Belge bölümü ::
==================================================

Diğer bir ahlakları da; Allah-u Zülcelal’in takvasında bulunur ama hiçbir zaman bu hallerini açığa vurmazlardı. Ömer bin Abdülaziz (r.a) şöyle demiştir;


“Bir kişi takva olduğunu nasıl söyleyebilir? Kalbindekini nasıl dışa vurabilir?” Ebu Derda (ra)’de şöyle demiştir;


“Allah’ın takvası kale gibidir. Hem dünyada hem de ahirette insanı cefa ve azabtan muhafaza eder.”


Onlar, daima müslümanların ayıplarını, hata ve kusurlarını örterlerdi.

Onların bir ahlakı da; başkalarının kusurlarını bırakıp, kendi kusurları ile meşgul olmalarıdır. Mümin olan kişi, iki torbadan birisini önüne, diğerini arkasına asmalıdır.

Önde olan torbaya kendi kusurlarını, arkada olan torbaya da Mümin kardeşlerinin kusurlarını koymalıdır. Böylelikle daima kendi kusurlarını görüp onlarla meşgul olur ve bu kusurlarını düzeltebilmenin çarelerini arayabilir.

Aksi halde daima başkalarının kusurlarıyla meşgul olan kişi, kendi kusurlarını göremez. Bu hal ise o kişiyi helaka kadar götürür.

Hz. Ömer (ra)’de demiştir ki;


“ Allah’ın rahmeti, bana ayıplarımı söyleyenin üzerine olsun” İnsanın daima kendi kusurlarını görmesi, hem kendisi için hem de diğer Mümin kardeşleri için, dünya ve ahirette en selametli yoldur. Çünkü kendi nefsinin kusurları ile meşgul olan kişi, başkalarını rahatsız etmez. Böylelikle hem dünya hem de ahiret insanlar için cennet olur.

==================================================

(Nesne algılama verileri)
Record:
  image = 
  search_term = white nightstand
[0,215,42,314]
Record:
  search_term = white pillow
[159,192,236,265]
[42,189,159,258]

==================================================

Yazılı görev 1 :: Takva ve kusurlar hakkındaki metni iki cümleyle özetle.
Yazılı görev 2 :: Takva ve kusurlar hakkındaki metne göre Ebu Derda Allah'ın takvasını neye benzetmiştir?
Yazılı görev 3 :: Takva ve kusurlar hakkındaki metni son cümlesinden sonra devam ettir.

Görev sonucu 1 :: Metinde anlatılanlar Allah'ın takvasında bulunur ama bunu hiç açığa vurmaz, Müslümanların ayıp ve kusurlarını örter, başkalarının kusurlarını bırakıp kendi kusurlarıyla meşgul olurlardı. Kendi kusurlarını gören kişi onları düzeltmenin çarelerini arar ve başkalarını rahatsız etmez; daima başkalarının kusurlarıyla uğraşan kişi ise kendi kusurlarını göremez ve bu hal onu helaka götürür.

Görev sonucu 2 :: Kaleye benzetmiştir.

Görev sonucu 3 ::
Bir ahlakları da; insanlar kendilerine düşmanlık yapsalar dahi, hiç kimseye düşmanlık etmeyip, o kötülüğe iyilikle karşılık vermeleridir.

Onlar, Allah-u Zülcelal’in yanında yükseldikçe, daha fazla tevazu sahibi olurlardı.



İnsan, Allah-u Zülcelal’e taat ve ibadetle ne kadar yaklaşırsa, Allah-u Zülcelal’den daha fazla korkar. Ashab-ı Kiram bu ahlaklarını, kudret ve azamet sahibi olan Allah-u Zülcelal’den korkarak, O’nun emir ve nehiylerini yerine getirip, Peygamber Efendimiz (S.A.v)’in büyük bir rehber olan ahlakını hayatlarına tatbik etmek suretiyle kazanmışlardır.

Her kim de onlara denizden bir damla da olsa mutabaat ederse, onlara benzeyecektir .


inşaAllah.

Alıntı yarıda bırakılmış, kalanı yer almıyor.